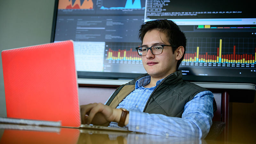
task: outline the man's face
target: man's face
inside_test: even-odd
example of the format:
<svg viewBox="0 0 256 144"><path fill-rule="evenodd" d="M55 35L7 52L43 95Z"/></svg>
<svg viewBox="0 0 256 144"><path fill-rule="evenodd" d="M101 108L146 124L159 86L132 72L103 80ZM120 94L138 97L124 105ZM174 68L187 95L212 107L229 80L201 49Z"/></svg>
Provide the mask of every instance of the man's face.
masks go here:
<svg viewBox="0 0 256 144"><path fill-rule="evenodd" d="M155 29L148 31L143 38L142 46L150 47L157 44L170 44L165 35ZM172 53L172 47L164 47L162 53L156 55L152 54L149 50L147 55L142 56L144 68L151 77L161 79L176 71L177 62L175 51Z"/></svg>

*-*-*

» PROBLEM STATEMENT
Please put the records above into a two-column CSV with the columns input and output, one row per record. Hold each record's text and its answer in one quoted field apiece, with line breaks turned into spaces, and leave the pictures out.

» WRITTEN ANSWER
input,output
"task: outline the man's face target: man's face inside_test: even-odd example of the format: <svg viewBox=""0 0 256 144""><path fill-rule=""evenodd"" d=""M55 35L7 52L43 95Z""/></svg> <svg viewBox=""0 0 256 144""><path fill-rule=""evenodd"" d=""M101 108L146 124L159 86L132 72L103 80ZM120 94L138 97L124 105ZM174 68L187 95L212 107L229 80L201 49Z""/></svg> Provide the mask of every instance of the man's face. masks go here:","<svg viewBox=""0 0 256 144""><path fill-rule=""evenodd"" d=""M155 29L148 31L143 38L142 46L150 47L157 44L170 44L165 35ZM172 53L172 47L164 47L162 53L156 55L152 54L149 50L147 55L142 56L144 68L151 77L161 79L176 71L177 62L175 51Z""/></svg>"